* [EXCERPT PROVIDED]:
— Begin —

Add mTHP controls to sysfs to allow user space to configure the folio
sizes that can be considered for allocation of file-backed memory:

  /sys/kernel/mm/transparent_hugepage/hugepages-*kB/file_enable

For now, the control can be set to either `always` or `never` to enable
or disable that size. More options may be added in future.

By default, at boot, all folio sizes are enabled, and the algorithm used
to select a folio size remains conceptually unchanged; increase by 2
enabled orders each time a readahead marker is hit then reduce to the
closest enabled order to fit within bounds of ra size, index alignment
and EOF. So when all folio sizes are enabled, behavior should be
unchanged. When folio sizes are disabled, the algorithm will never
select them.

Systems such as Android are always under extreme memory pressure and as
a result fragmentation often causes attempts to allocate large folios to
fail and fallback to smaller folios. By fixing the pagecache to one
large folio size (e.g. 64K) plus fallback to small folios, a large
source of this fragmentation can be removed and 64K mTHP allocations
succeed more often, allowing the system to benefit from improved
performance on arm64 and other arches that support "contpte".

Signed-off-by: Ryan Roberts <ryan.roberts@arm.com>
---
 Documentation/admin-guide/mm/transhuge.rst | 21 +++++++++
 include/linux/huge_mm.h                    | 50 +++++++++++++---------
 mm/filemap.c                               | 15 ++++---
 mm/huge_memory.c                           | 43 +++++++++++++++++++
 mm/readahead.c                             | 43 +++++++++++++++----
 5 files changed, 138 insertions(+), 34 deletions(-)

diff --git a/Documentation/admin-guide/mm/transhuge.rst b/Documentation/admin-guide/mm/transhuge.rst
index d4857e457add..9f3ed504c646 100644
--- a/Documentation/admin-guide/mm/transhuge.rst
+++ b/Documentation/admin-guide/mm/transhuge.rst
@@ -284,6 +284,27 @@ that THP is shared. Exceeding the number would block the collapse::
 
 A higher value may increase memory footprint for some workloads.
 
+File-Backed Hugepages
+---------------------
+
+The kernel will automatically select an appropriate THP size for file-backed
+memory from a set of allowed sizes. By default all THP sizes that the page cache
+supports are allowed, but this set can be modified with one of::
+
+	echo always >/sys/kernel/mm/transparent_hugepage/hugepages-<size>kB/file_enabled
+	echo never >/sys/kernel/mm/transparent_hugepage/hugepages-<size>kB/file_enabled
+
+where <size> is the hugepage size being addressed, the available sizes for which
+vary by system. ``always`` adds the hugepage size to the set of allowed sizes,
+and ``never`` removes the hugepage size from the set of allowed sizes.

— End —

* [SUPPLIED MATERIAL]:

— Begin —

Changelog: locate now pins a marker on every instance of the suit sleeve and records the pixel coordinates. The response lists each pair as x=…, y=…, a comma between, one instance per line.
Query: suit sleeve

— End —

* [PROBLEMS TO WORK ON]:
A - List every file path in the diffstat of the mTHP patch text that has changed lines.
B - Continue the mTHP patch text from the point where it stops.

* [OUTPUTS]:
A -
Documentation/admin-guide/mm/transhuge.rst
include/linux/huge_mm.h
mm/filemap.c
mm/huge_memory.c
mm/readahead.c

B -
+
+In some situations, constraining the allowed sizes can reduce memory
+fragmentation, resulting in fewer allocation fallbacks and improved system
+performance.
+
+Note that any changes to the allowed set of sizes only applies to future
+file-backed THP allocations.
+
 Boot parameter
 ==============
 
diff --git a/include/linux/huge_mm.h b/include/linux/huge_mm.h
index 4f9109fcdded..19ced8192d39 100644
--- a/include/linux/huge_mm.h
+++ b/include/linux/huge_mm.h
@@ -114,6 +114,24 @@ extern struct kobj_attribute thpsize_shmem_enabled_attr;
 #define HPAGE_PUD_MASK	(~(HPAGE_PUD_SIZE - 1))
 #define HPAGE_PUD_SIZE	((1UL) << HPAGE_PUD_SHIFT)
 
+static inline int lowest_order(unsigned long orders)
+{
+	if (orders)
+		return __ffs(orders);
+	return -1;
+}
+
+static inline int highest_order(unsigned long orders)
+{
+	return fls_long(orders) - 1;
+}
+
+static inline int next_order(unsigned long *orders, int prev)
+{
+	*orders &= ~BIT(prev);
+	return highest_order(*orders);
+}
+
 enum mthp_stat_item {
 	MTHP_STAT_ANON_FAULT_ALLOC,
 	MTHP_STAT_ANON_FAULT_FALLBACK,
@@ -158,6 +176,12 @@ extern unsigned long transparent_hugepage_flags;
 extern unsigned long huge_anon_orders_always;
 extern unsigned long huge_anon_orders_madvise;
 extern unsigned long huge_anon_orders_inherit;
+extern unsigned long huge_file_orders_always;
+
+static inline unsigned long file_orders_always(void)
+{
+	return READ_ONCE(huge_file_orders_always);
+}
 
 static inline bool hugepage_global_enabled(void)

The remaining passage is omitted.